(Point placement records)
────

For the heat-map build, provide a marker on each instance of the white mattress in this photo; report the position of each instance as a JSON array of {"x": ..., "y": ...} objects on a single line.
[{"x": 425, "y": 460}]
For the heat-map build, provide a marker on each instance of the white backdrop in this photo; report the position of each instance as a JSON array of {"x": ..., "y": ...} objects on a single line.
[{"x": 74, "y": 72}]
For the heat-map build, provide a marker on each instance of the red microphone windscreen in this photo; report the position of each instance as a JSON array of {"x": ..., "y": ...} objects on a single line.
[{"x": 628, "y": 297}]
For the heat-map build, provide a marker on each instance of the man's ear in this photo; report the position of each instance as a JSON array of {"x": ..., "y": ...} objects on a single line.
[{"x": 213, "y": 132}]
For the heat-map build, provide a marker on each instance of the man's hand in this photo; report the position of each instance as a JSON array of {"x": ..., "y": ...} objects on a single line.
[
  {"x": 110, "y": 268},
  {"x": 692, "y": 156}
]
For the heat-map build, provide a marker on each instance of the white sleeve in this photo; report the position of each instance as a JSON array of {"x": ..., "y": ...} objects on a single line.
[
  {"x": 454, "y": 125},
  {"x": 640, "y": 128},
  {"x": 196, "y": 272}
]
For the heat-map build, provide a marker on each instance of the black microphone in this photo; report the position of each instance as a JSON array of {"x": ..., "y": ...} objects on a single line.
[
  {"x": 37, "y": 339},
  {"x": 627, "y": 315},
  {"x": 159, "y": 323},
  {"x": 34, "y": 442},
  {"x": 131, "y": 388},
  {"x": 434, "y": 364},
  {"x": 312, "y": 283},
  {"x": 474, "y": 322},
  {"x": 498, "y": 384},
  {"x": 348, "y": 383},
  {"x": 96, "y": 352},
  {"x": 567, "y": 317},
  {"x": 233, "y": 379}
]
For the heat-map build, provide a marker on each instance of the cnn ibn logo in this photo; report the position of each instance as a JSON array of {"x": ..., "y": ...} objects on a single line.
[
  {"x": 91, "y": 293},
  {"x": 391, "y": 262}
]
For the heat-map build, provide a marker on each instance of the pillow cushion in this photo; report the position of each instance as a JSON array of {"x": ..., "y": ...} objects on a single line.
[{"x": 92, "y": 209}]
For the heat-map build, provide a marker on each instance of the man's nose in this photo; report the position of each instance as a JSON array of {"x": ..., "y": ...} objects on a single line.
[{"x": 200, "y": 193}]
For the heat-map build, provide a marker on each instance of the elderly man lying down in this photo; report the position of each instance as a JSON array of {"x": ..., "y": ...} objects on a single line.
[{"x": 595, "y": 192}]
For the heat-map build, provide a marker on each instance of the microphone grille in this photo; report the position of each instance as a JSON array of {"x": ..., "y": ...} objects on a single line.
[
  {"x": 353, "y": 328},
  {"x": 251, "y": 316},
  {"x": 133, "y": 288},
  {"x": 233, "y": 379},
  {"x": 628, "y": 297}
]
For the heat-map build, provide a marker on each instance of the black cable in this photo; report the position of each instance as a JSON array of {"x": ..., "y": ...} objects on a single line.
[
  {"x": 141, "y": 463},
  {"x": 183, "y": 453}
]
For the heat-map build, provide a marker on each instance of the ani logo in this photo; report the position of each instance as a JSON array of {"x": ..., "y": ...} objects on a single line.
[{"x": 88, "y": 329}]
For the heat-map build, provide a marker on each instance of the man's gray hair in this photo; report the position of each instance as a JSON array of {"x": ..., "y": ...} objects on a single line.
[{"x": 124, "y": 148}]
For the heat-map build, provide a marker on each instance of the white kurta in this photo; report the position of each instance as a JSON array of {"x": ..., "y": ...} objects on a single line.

────

# PROBLEM TO SOLVE
From the records above, please extract every line and repeat it exactly.

# IN RESPONSE
For the heat-map build, provide a marker on each instance of the white mattress in this photo; report the position of each instance as a JSON array of {"x": ..., "y": ...} objects on a single line.
[{"x": 425, "y": 460}]
For the heat-map build, provide a marker on each instance of the white backdrop in this photo; report the position of each instance as a JSON array of {"x": ..., "y": ...} objects on a single line.
[{"x": 74, "y": 72}]
For the heat-map build, provide a marker on each instance of the red microphone windscreen in this photo; report the position of each instance as a JSON array of {"x": ..., "y": ...} objects on a single line.
[{"x": 628, "y": 297}]
For the heat-map build, provide a marker on each instance of the man's ear in this photo; report the position of each instance as a JSON array of {"x": ..., "y": ...} objects on a single line.
[{"x": 213, "y": 132}]
For the heat-map build, provide a marker on each instance of the man's hand in this photo; report the position of each instance as a JSON array of {"x": ..., "y": ...} objects on a single line.
[
  {"x": 110, "y": 268},
  {"x": 692, "y": 156}
]
For the heat-map build, provide a marker on each instance of the white sleeve in this photo; report the position of each instance as a JSON array of {"x": ..., "y": ...} objects on a single line.
[
  {"x": 454, "y": 125},
  {"x": 640, "y": 128},
  {"x": 196, "y": 272}
]
For the heat-map build, provide a marker on each instance of the black microphone in this photo; report the position of each instance as a JSON array of {"x": ..., "y": ...} objects on a single line.
[
  {"x": 37, "y": 339},
  {"x": 627, "y": 315},
  {"x": 159, "y": 323},
  {"x": 34, "y": 442},
  {"x": 131, "y": 388},
  {"x": 434, "y": 364},
  {"x": 312, "y": 283},
  {"x": 474, "y": 322},
  {"x": 498, "y": 384},
  {"x": 348, "y": 383},
  {"x": 96, "y": 352},
  {"x": 567, "y": 317},
  {"x": 233, "y": 379}
]
For the heat-map build, provide a marker on each instance of the cnn ibn logo in this photo; report the position of each instance as a JSON array of {"x": ..., "y": ...} objects on a single line.
[
  {"x": 91, "y": 293},
  {"x": 391, "y": 262}
]
For the heat-map build, provide a marker on each instance of the pillow cushion in this photo; report the position of each instance as a JSON array of {"x": ..., "y": ...} objects on a single line.
[{"x": 92, "y": 209}]
For the heat-map build, provide a marker on each instance of the man's nose in this photo; report the position of each instance as a JSON array of {"x": ..., "y": ...} objects on a single line.
[{"x": 200, "y": 193}]
For the heat-map build, provide a marker on each instance of the elderly man lying down in this photo; report the position of each instance as a JSON array of {"x": ..., "y": ...} objects on a single line.
[{"x": 595, "y": 192}]
For the heat-map build, provide a marker on each instance of the microphone grille in this photo; report the position of each instance as a JSON array of {"x": ..., "y": ...} objects on a single line.
[
  {"x": 353, "y": 328},
  {"x": 251, "y": 316},
  {"x": 133, "y": 288},
  {"x": 233, "y": 379},
  {"x": 628, "y": 297}
]
For the heat-map build, provide a marker on each instance of the black cable in this photo; report the position of each instance as a JSON array of {"x": ..., "y": ...} objects on a single line.
[
  {"x": 141, "y": 463},
  {"x": 183, "y": 453}
]
For the heat-map build, provide a marker on each instance of the ani logo in this photo; report the position of each instance as a JSON array of {"x": ..., "y": ...} objects on a single line.
[{"x": 88, "y": 329}]
For the heat-map build, provide a marker on each instance of the man's gray hair in this photo; report the position of each instance as a JSON array of {"x": ..., "y": ...} objects on a single line.
[{"x": 124, "y": 148}]
For the heat-map build, provide a marker on each instance of the white kurta in this photo; report the position of each instance as a JSON array of {"x": ..., "y": ...} objects on a single line.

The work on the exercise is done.